§ Source passage
▽
Coral Creeper

Barleria repens
Shrub
Opposite
Simple
Red
Pink
Green
Discoloured

Barleria repens (Coral Creeper) is distinguished by it shiny, dark green foliage, showy tubular pink-red flowers that have five spreading lobes and are mostly produced in late summer and autumn and sprawly growth habit.

Common names 
Also known as: Small Bush Violet,
Family 
Acanthaceae
Deciduous 
No
Flowering time 
Summer- Winter
Native/Exotic 
Exotic
Origin 
Africa
Notifiable 
No
Council declaration 
Class C – Containment and reduction
Known distribution 

Coastal Queensland

Habitat 

A weed of urban bushland and disturbed forests, with potential to colonise and dominate riparian vegetation, roadsides, and disturbed areas.

Habit 

A scrambling herb usually less than 70 cm tall but recorded at up to 2m in height within natural areas.

Impact and control methods 

Barleria repens (Coral Creeper) has the potential to cause environmental damage by colonising riparian zones and forming dense thickets that displace native vegetation and prevent movement of animals.

Stem and leaves 

The shiny, dark green, opposite leaves have entire margins The younger stems are green and sparsely hairy, that become more woody with age. These stems tend to produce roots where they touch the ground, enabling this plant to spread quite quickly.

Flowers and fruits 

The showy tubular flowers have five spreading lobes and are mostly produced in late summer and autumn (i.e. from February to April). These flowers are borne in the leaf forks and have two large green leafy bracts at their bases. Forms with pink, mauve and purple flowers are common in South Africa, but the form that is cultivated and naturalised in Queensland has bright red or pinkish-red flowers. The fruit is a small club-shaped capsule that splits open when mature

Reproduction and dispersal 

Reproduces by seed and vegetatively through rooting stems. Its seeds may be propelled up to a few metres from the parent plant through a mechanims of explosive release from their fruit. They may be further dispersed by water, animals and in mud. Propagules are commonly spread from gardens into bushland via dumped garden waste and through roadside slashing.
△
§ Data extracts
▽
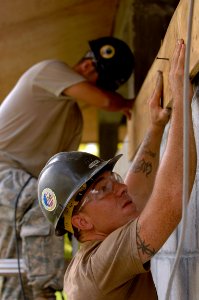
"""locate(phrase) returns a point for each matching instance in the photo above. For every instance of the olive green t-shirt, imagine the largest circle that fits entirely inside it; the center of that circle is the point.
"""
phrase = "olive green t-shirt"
(110, 270)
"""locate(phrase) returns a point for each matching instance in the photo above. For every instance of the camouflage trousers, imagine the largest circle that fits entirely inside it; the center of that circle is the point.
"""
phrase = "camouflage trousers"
(41, 250)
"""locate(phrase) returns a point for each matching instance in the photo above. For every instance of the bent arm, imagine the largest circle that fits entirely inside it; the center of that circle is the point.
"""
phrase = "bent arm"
(164, 208)
(90, 94)
(141, 175)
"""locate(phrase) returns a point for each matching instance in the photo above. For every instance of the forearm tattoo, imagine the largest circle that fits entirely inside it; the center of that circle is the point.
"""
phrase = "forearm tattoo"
(142, 166)
(143, 247)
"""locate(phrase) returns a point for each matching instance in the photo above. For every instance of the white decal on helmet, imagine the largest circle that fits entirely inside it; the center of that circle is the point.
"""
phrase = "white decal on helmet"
(48, 199)
(94, 163)
(107, 51)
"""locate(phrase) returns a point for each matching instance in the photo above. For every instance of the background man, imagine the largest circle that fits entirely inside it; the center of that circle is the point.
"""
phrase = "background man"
(39, 118)
(121, 225)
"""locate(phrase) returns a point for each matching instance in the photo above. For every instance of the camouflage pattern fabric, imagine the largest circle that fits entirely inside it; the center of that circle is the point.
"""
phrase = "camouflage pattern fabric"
△
List every way the Coral Creeper page says the plant's seeds or propagules get moved away from where they started. The entries are separate material from the Coral Creeper page.

- Explosive release from the fruit, throwing seeds up to a few meters from the parent plant
- Water
- Animals
- Mud
- Dumped garden waste, which carries them from gardens into bushland
- Roadside slashing